PASSAGE TO READ:
________________________________________

I’m seeing reports that New York punk impresario Marty Thau has died at 75. Official reports are far and few between, however, in this electronic age, in which almost anyone who’s ever striven to be anyone merits a flurry of “he/she was a great (wo)man…” tributes. I cannot sincerely attest to the greatness of Marty Thau, but he seemed like an interesting person around whom cool artists gathered. He seemed at least as interesting as that spoken-word 1-hit wonder poet Maggie Estes, who sadly passed away at the age of 50 and who had a fling with MTV in the early ’90s, so let’s give it up for Marty Thau.
Late last night I finished reading the Richard Hell autobiography, I Dreamed I Was a Very Clean Tramp, which the machinery family gifted me for my 50th birthday. I loved it. Thank you, machinerys!
Considering I once suggested that Hell was a member of the multi-untalented ranks, led by showbiz’s supreme multi-untalent, Ben Vereen, I was leery about cracking open this gift. I did, however, cut my teenage punk rock teeth on “Blank Generation,” never failing to edge up in my seat in anticipation of the song’s short, twisted guitar solos that endeared me to the Voidoids’ unlikely bald, bearded, professorial guitarist Robert Quine. The entire Blank Generation album, in fact, was special and energetic, if a bit clumsy compared to Television’s Marquee Moon, led by Hell’s original partner-in-crime, Tom Verlaine.

________________________________________

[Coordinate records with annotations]
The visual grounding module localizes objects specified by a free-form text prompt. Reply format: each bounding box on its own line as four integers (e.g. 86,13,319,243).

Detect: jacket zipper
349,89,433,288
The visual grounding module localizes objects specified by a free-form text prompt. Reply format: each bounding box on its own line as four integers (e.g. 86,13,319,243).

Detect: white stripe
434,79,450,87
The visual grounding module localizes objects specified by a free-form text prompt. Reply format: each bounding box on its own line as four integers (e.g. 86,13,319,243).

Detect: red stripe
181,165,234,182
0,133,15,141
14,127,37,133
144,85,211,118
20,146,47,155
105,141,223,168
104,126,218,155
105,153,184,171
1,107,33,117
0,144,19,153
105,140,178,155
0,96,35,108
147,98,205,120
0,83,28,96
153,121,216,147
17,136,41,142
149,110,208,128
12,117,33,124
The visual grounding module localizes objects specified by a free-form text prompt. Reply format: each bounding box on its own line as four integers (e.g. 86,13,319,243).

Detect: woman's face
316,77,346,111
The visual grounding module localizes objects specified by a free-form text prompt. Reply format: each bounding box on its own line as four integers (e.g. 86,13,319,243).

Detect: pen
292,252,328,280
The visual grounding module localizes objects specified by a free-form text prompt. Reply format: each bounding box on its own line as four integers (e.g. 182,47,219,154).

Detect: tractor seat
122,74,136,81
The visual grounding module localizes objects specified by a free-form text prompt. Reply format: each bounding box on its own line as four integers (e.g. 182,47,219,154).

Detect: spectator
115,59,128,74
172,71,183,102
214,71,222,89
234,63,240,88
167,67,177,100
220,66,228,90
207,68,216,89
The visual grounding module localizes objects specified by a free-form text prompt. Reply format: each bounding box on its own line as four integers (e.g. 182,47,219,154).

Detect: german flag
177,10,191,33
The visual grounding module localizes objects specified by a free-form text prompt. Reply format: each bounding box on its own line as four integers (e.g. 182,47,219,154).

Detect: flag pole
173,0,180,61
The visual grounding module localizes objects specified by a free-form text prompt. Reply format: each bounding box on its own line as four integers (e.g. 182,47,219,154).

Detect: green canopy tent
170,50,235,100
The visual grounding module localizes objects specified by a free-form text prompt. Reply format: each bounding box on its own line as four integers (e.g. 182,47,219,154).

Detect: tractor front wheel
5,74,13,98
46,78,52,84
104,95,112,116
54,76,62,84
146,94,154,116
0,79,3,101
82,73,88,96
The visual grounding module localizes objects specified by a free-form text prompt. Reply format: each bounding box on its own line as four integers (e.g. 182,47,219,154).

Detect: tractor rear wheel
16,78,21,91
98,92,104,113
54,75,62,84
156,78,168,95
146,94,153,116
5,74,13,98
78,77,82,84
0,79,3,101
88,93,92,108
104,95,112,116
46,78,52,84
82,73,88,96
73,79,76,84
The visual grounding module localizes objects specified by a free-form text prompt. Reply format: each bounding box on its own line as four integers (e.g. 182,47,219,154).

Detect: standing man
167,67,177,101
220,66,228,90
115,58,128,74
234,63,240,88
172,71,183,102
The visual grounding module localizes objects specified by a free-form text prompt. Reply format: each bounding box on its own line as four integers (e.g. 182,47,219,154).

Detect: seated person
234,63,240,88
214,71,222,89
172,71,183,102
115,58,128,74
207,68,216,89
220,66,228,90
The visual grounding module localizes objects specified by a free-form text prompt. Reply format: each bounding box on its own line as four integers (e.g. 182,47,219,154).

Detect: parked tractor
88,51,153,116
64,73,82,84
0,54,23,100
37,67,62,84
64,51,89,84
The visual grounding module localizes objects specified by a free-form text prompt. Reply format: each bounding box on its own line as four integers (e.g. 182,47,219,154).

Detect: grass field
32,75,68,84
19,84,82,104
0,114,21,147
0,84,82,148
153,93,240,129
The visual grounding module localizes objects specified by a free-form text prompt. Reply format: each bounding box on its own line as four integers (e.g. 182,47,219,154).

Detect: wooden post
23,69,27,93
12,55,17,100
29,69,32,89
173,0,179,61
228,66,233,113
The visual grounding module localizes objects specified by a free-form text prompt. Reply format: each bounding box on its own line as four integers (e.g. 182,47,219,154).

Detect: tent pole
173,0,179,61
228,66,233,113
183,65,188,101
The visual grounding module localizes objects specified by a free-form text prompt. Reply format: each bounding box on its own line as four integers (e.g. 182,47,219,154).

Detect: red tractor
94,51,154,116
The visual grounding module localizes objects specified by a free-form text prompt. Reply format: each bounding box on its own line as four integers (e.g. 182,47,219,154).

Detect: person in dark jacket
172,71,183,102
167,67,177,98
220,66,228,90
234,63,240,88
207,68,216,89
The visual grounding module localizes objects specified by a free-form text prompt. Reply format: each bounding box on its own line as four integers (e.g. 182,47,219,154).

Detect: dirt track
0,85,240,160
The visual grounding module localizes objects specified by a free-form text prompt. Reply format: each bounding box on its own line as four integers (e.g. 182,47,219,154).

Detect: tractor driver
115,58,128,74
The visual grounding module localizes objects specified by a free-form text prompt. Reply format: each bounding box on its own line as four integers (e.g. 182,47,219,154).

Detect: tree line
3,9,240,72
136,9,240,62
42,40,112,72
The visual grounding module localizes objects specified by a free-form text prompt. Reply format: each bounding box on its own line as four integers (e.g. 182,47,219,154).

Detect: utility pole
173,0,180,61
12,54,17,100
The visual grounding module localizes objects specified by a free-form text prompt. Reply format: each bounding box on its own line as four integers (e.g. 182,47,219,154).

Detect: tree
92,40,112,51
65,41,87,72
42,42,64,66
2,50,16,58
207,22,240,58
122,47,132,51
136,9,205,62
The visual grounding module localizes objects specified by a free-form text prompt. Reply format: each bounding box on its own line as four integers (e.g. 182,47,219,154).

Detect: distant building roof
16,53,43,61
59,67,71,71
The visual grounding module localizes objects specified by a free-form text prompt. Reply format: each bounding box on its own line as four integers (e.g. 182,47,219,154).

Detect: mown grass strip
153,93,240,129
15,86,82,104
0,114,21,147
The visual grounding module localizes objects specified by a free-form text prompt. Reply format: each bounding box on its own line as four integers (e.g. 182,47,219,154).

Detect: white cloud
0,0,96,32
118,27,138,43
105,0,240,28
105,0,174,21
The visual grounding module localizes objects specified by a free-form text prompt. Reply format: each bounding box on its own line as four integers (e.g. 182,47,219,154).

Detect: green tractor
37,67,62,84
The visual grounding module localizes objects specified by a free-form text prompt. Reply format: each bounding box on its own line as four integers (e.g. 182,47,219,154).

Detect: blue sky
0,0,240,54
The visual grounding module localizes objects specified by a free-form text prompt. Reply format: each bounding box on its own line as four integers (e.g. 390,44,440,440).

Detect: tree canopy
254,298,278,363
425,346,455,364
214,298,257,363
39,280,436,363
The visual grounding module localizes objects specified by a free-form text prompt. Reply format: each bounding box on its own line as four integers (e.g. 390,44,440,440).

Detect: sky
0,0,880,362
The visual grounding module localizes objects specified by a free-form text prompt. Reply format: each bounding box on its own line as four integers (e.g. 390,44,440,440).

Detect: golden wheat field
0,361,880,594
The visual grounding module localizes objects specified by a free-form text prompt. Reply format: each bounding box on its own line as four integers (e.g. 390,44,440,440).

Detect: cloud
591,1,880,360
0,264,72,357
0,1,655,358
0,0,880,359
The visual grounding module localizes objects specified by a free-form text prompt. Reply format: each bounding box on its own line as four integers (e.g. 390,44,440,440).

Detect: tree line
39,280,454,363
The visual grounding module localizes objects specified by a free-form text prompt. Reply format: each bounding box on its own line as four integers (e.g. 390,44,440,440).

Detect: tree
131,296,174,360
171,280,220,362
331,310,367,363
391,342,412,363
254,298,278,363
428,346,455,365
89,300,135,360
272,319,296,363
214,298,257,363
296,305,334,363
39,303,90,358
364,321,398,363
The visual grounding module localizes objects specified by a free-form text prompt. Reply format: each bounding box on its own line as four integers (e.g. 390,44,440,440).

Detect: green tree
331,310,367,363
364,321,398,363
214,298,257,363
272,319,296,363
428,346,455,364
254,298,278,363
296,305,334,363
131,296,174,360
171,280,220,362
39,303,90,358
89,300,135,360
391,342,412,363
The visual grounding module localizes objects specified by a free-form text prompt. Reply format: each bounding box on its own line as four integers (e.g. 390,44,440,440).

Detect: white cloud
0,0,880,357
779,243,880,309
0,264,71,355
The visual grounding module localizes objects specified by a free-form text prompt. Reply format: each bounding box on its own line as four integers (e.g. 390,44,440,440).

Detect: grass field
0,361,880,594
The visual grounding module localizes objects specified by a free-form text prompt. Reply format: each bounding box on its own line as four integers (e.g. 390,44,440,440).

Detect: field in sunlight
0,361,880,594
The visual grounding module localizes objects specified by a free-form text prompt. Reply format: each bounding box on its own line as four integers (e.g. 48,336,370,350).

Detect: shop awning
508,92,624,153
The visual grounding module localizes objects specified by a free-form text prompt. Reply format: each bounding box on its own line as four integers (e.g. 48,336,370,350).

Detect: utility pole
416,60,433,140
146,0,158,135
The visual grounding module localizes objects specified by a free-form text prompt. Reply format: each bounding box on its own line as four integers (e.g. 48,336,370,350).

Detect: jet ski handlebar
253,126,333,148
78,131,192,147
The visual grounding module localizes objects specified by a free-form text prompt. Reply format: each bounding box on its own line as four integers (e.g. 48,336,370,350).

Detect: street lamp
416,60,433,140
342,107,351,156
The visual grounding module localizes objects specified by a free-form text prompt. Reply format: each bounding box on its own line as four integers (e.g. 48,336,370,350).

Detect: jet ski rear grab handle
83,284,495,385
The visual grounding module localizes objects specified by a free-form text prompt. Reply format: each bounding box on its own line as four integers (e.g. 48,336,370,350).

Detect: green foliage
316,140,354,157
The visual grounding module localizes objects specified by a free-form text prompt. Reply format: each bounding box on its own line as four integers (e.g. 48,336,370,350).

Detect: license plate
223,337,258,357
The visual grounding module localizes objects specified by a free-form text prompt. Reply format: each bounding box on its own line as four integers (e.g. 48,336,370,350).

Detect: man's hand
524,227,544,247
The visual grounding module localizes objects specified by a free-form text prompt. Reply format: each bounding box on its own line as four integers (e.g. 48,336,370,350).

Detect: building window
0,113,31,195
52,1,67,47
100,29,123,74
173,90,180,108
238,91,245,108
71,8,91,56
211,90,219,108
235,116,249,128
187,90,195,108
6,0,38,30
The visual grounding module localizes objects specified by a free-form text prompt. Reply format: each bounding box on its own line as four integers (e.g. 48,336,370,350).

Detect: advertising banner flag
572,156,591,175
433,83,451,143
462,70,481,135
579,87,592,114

________________________________________

GOALS:
1) In the post about Marty Thau and Richard Hell, why was the writer wary of opening the Richard Hell autobiography? Answer in one to three sentences.
2) From the post about Marty Thau and Richard Hell, return the passage starting at "Late last night" and ending at "Thank you, machinerys!".

EXERCISE RESPONSES:
1) The writer had once suggested that Hell belonged to the "multi-untalented ranks," led by Ben Vereen. That earlier low opinion made the writer leery about starting the book.

2)
Late last night I finished reading the Richard Hell autobiography, I Dreamed I Was a Very Clean Tramp, which the machinery family gifted me for my 50th birthday. I loved it. Thank you, machinerys!